__TEXTE À ÉTUDIER__:
○ ○ ○ ○ ○
Epidemic me laisse un sentiment de satisfaction et de mélancolie immense. Il évoque tellement de choses en montrant si peu.
D'abord c'est un film qui préfigure le Dogme 95 et on sent que Von Trier l'avait déjà un peu en tête, même s'il ne l'a jamais vraiment respecté.
C'est volontairement provocateur avec un côté branleur/amateur, mais qui dégage une grande beauté. Le film flirte sans cesse avec le documentaire un peu voyeuriste. La caméra est là sans que les acteurs n'en soient vraiment, sans qu'ils ne la regardent jamais ou presque.
Ce qui fait le génie d'Epidemic, c'est cette capacité à ne pas montrer à l'écran les choses dont il parle, en les évoquant sans en montrer l'action. On y préfère de longues scènes avec des va et vient sur les visages, avec une caméra qui filme parfois un peu dans le flou. Et les dialogues sont pour la plupart anodins, ce qui renforce justement cet aspect "documentaire".
○ ○ ○ ○ ○
__CONSIGNE__:
Répondez brièvement à ces questions sur la critique d'Epidemic :
1. Quel mouvement le film préfigure-t-il ?
2. Avec quel genre le film flirte-t-il sans cesse ?
3. Comment sont la plupart des dialogues ?
Les entrées ci-dessous proviennent d'une autre source.

(Entrées de données sauvegardées)
○ ○ ○ ○ ○
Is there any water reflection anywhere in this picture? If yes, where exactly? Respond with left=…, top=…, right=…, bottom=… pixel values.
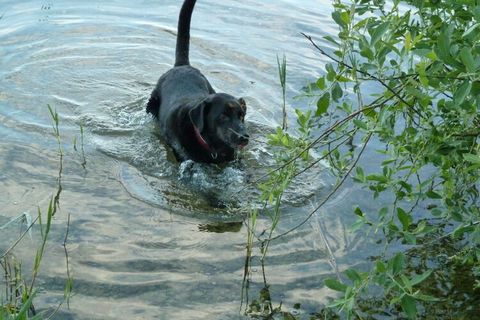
left=0, top=0, right=374, bottom=320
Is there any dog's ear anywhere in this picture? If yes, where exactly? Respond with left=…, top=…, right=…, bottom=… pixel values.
left=190, top=101, right=208, bottom=132
left=238, top=98, right=247, bottom=113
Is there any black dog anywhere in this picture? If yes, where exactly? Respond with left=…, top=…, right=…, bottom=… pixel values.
left=147, top=0, right=248, bottom=163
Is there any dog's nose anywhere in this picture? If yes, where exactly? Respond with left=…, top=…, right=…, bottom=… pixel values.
left=240, top=133, right=250, bottom=145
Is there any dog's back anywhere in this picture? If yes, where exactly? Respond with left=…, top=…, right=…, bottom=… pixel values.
left=147, top=0, right=248, bottom=163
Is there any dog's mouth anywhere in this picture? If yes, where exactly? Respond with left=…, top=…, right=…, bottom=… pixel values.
left=230, top=128, right=249, bottom=149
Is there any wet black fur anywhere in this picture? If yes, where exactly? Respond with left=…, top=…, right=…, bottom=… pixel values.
left=147, top=0, right=248, bottom=163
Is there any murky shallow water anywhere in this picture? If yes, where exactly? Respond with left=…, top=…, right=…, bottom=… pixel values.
left=0, top=0, right=380, bottom=319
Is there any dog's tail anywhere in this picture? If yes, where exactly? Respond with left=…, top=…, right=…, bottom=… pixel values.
left=175, top=0, right=196, bottom=66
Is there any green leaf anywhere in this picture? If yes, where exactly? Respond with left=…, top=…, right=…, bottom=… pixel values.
left=353, top=119, right=368, bottom=130
left=405, top=31, right=413, bottom=51
left=315, top=92, right=330, bottom=117
left=332, top=83, right=343, bottom=102
left=353, top=207, right=365, bottom=218
left=410, top=270, right=432, bottom=286
left=435, top=27, right=452, bottom=63
left=376, top=260, right=387, bottom=273
left=323, top=278, right=348, bottom=292
left=425, top=190, right=442, bottom=199
left=462, top=23, right=480, bottom=38
left=370, top=21, right=390, bottom=47
left=323, top=36, right=340, bottom=46
left=391, top=252, right=405, bottom=274
left=317, top=77, right=325, bottom=90
left=400, top=295, right=417, bottom=319
left=460, top=47, right=477, bottom=73
left=462, top=153, right=480, bottom=164
left=332, top=11, right=347, bottom=28
left=397, top=208, right=412, bottom=231
left=345, top=269, right=362, bottom=282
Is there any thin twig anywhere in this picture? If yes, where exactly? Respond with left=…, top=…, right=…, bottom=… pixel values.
left=300, top=32, right=424, bottom=118
left=266, top=132, right=373, bottom=241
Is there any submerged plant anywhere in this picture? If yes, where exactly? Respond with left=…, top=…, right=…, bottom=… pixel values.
left=0, top=105, right=73, bottom=320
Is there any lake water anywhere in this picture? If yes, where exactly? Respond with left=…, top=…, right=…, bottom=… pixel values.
left=0, top=0, right=374, bottom=319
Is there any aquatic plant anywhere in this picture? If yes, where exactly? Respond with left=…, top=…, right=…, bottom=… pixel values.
left=0, top=105, right=74, bottom=320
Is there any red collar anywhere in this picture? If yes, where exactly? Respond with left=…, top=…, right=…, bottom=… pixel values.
left=192, top=121, right=217, bottom=159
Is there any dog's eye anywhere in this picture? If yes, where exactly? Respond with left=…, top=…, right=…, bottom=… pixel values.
left=218, top=113, right=229, bottom=122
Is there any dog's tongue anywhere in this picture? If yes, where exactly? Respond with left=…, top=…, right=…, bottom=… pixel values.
left=238, top=143, right=247, bottom=150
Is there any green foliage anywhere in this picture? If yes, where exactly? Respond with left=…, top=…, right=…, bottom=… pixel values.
left=248, top=0, right=480, bottom=319
left=0, top=105, right=73, bottom=320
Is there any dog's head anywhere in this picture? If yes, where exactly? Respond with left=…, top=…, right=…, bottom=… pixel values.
left=190, top=93, right=249, bottom=149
○ ○ ○ ○ ○
__RÉPONSE__:
1. Le Dogme 95.
2. Avec le documentaire un peu voyeuriste.
3. Anodins.